### Directions for this task
Print the records exactly as given.

── Supplied material ──

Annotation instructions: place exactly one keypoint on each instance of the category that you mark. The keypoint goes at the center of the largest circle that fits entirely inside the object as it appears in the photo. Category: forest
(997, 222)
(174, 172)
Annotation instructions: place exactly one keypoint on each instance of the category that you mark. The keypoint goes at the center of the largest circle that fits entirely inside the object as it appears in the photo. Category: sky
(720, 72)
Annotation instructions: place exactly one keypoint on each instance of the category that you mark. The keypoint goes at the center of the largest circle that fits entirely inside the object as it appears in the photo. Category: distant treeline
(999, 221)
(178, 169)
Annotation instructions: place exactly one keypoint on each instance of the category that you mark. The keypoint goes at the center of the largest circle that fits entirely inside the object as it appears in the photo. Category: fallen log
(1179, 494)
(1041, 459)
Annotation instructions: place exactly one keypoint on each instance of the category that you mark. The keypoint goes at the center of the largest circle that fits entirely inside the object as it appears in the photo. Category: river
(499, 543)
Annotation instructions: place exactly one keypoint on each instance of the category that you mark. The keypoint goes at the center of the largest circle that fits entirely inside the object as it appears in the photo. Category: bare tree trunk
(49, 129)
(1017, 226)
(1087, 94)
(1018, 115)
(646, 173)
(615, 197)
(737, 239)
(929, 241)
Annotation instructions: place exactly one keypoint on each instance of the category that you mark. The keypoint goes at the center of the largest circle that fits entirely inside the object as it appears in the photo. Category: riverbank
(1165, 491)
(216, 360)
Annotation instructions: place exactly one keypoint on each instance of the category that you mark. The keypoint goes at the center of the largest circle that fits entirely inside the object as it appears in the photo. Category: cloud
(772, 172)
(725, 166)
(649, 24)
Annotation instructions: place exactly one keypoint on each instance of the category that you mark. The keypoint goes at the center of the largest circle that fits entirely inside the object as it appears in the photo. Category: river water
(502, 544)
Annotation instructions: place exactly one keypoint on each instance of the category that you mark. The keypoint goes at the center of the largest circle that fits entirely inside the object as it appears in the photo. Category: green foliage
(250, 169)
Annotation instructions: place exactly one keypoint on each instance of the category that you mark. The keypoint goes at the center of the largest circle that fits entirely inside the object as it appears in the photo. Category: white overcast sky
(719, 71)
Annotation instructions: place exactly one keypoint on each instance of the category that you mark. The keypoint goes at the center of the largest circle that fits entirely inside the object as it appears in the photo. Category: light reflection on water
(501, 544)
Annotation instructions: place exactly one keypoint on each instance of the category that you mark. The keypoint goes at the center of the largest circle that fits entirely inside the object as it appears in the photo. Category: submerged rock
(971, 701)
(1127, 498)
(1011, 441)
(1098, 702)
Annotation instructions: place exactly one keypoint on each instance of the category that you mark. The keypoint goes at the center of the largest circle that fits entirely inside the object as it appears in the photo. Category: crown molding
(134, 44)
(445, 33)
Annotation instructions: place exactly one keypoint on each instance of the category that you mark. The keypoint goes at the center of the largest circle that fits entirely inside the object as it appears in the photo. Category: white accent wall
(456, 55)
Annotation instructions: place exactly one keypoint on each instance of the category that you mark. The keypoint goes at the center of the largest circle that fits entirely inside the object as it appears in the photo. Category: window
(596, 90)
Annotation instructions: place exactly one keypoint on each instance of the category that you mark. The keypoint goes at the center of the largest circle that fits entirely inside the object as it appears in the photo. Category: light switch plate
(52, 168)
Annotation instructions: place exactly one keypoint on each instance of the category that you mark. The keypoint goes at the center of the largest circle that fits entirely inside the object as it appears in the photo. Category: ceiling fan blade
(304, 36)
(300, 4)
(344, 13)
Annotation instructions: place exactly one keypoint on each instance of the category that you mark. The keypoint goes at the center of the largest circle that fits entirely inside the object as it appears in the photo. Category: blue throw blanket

───

### Reply to the task
Annotation instructions: place exactly one keypoint on each instance of the category that you mark. The keypoint goes at the center of the largest circle that fits entirely inside the object as it appears in the photo. Category: forest
(997, 222)
(174, 172)
Annotation instructions: place exactly one keypoint on each instance of the category that you mark. The keypoint goes at the center of the largest circle that fits entirely inside the object as it appears in the photo. Category: sky
(720, 72)
Annotation instructions: place exactly one keypoint on each instance of the category that you mark. The keypoint goes at the center of the largest circle that fits entirely inside the object as it appears in the photo. Category: distant treeline
(999, 221)
(178, 169)
Annotation instructions: place exactly one keypoint on each instance of the category that you mark. The keypoint goes at the center of the largest circle that fits entirely inside the object as it appears in the photo. Category: fallen log
(1179, 494)
(1041, 459)
Annotation instructions: place exactly one keypoint on each instance of the category that you mark. The keypoint goes at the center of the largest circle that fits entirely inside the object as it appears in the photo. Category: river
(499, 543)
Annotation instructions: place exactly one keypoint on each instance of the category that you mark. The keypoint goes at the center of the largest circle that fits entirely inside the object as it appears in the photo. Category: bare tree trunk
(49, 129)
(1017, 226)
(1087, 94)
(1018, 115)
(646, 173)
(615, 197)
(737, 239)
(929, 241)
Annotation instructions: place exactly one keypoint on each instance of the category that you mark. The keypoint goes at the center of the largest circle that fits entirely inside the object as it appears in the photo. Category: riverbank
(1165, 491)
(216, 360)
Annotation instructions: place exactly one keypoint on each instance of the category that you mark. The keypoint goes at the center of the largest circle that fits entirely inside the object as it appears in the photo. Category: cloud
(772, 172)
(725, 166)
(649, 24)
Annotation instructions: place exactly one keypoint on each instance of the category that you mark. The keypoint goes at the center of the largest circle that fits entirely inside the object as it appears in the photo. Category: river water
(502, 544)
Annotation instructions: place exactly one keypoint on each instance of the category that you mark. The keypoint goes at the center of the largest circle that fits entirely inside the object as it appears in the photo. Category: green foliage
(250, 169)
Annotation instructions: place exactly one keypoint on each instance of the category that you mark. The keypoint goes at the center of the largest circle that fits entirely inside the object as it appears in the photo. Category: white overcast sky
(719, 71)
Annotation instructions: place exactly one keypoint on each instance of the category that you mark. The keypoint goes at the center of the largest circle that fits entirely inside the object as it appears in the photo. Category: light reflection on water
(501, 544)
Annotation instructions: place exactly one keypoint on each instance of the category that you mark. The keypoint goes at the center of the largest circle that fits entirely inside the object as it appears in the photo. Category: submerged rock
(971, 701)
(1127, 498)
(1011, 441)
(1098, 702)
Annotation instructions: place exactly one keypoint on each instance of the category that you mark. The keypoint goes at the center of the largest circle that fits entirely inside the object as it appears in the photo. Category: crown molding
(134, 44)
(445, 33)
Annotation instructions: place exactly one keypoint on each instance of the category that you mark. The keypoint goes at the center of the largest circle that fits entirely inside the object as it appears in the photo. Category: white accent wall
(456, 55)
Annotation instructions: place exactly one keypoint on each instance of the category that you mark. The keypoint goes at the center of the largest circle that fits entirely inside the object as it appears in the photo. Category: window
(596, 90)
Annotation instructions: place exactly one keypoint on each instance of the category that you mark. The keypoint goes at the center of the largest circle that fits entirely inside the object as it appears in the photo. Category: light switch plate
(52, 168)
Annotation instructions: place exactly one keypoint on each instance of the category that you mark. The keypoint goes at the center of the largest circle that fits entirely inside the object as it appears in the photo. Category: ceiling fan blade
(304, 36)
(300, 4)
(344, 13)
Annotation instructions: place exactly one keypoint on each instance of the category that you mark. The keypoint goes at the center of the largest circle that fits entirely inside the object as it appears in the photo. Category: blue throw blanket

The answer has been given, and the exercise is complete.